* **Records for the exercise**
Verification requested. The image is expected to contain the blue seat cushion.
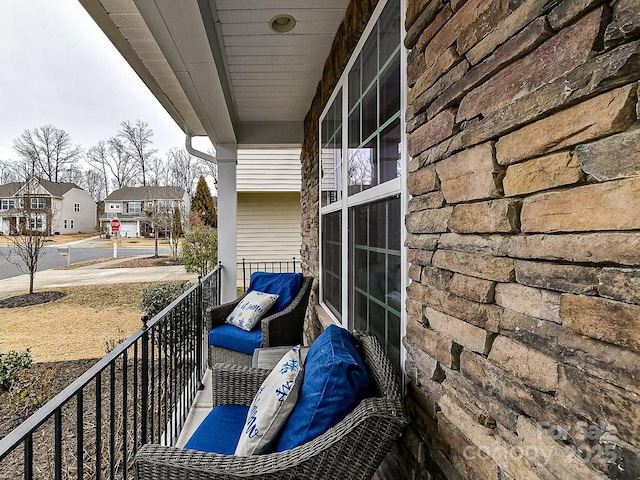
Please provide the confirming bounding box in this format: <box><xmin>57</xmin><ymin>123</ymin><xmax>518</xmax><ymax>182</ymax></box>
<box><xmin>209</xmin><ymin>323</ymin><xmax>262</xmax><ymax>355</ymax></box>
<box><xmin>248</xmin><ymin>272</ymin><xmax>302</xmax><ymax>315</ymax></box>
<box><xmin>184</xmin><ymin>405</ymin><xmax>249</xmax><ymax>455</ymax></box>
<box><xmin>276</xmin><ymin>325</ymin><xmax>369</xmax><ymax>452</ymax></box>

* **Aim**
Copy out the records above word for word, omitting the pictures.

* **Exercise solution**
Verification requested. The image is expected to contain the blue seat cushion.
Please provide the confirming bounding box in this format: <box><xmin>57</xmin><ymin>123</ymin><xmax>518</xmax><ymax>182</ymax></box>
<box><xmin>209</xmin><ymin>323</ymin><xmax>262</xmax><ymax>355</ymax></box>
<box><xmin>248</xmin><ymin>272</ymin><xmax>302</xmax><ymax>315</ymax></box>
<box><xmin>184</xmin><ymin>405</ymin><xmax>249</xmax><ymax>455</ymax></box>
<box><xmin>276</xmin><ymin>325</ymin><xmax>369</xmax><ymax>452</ymax></box>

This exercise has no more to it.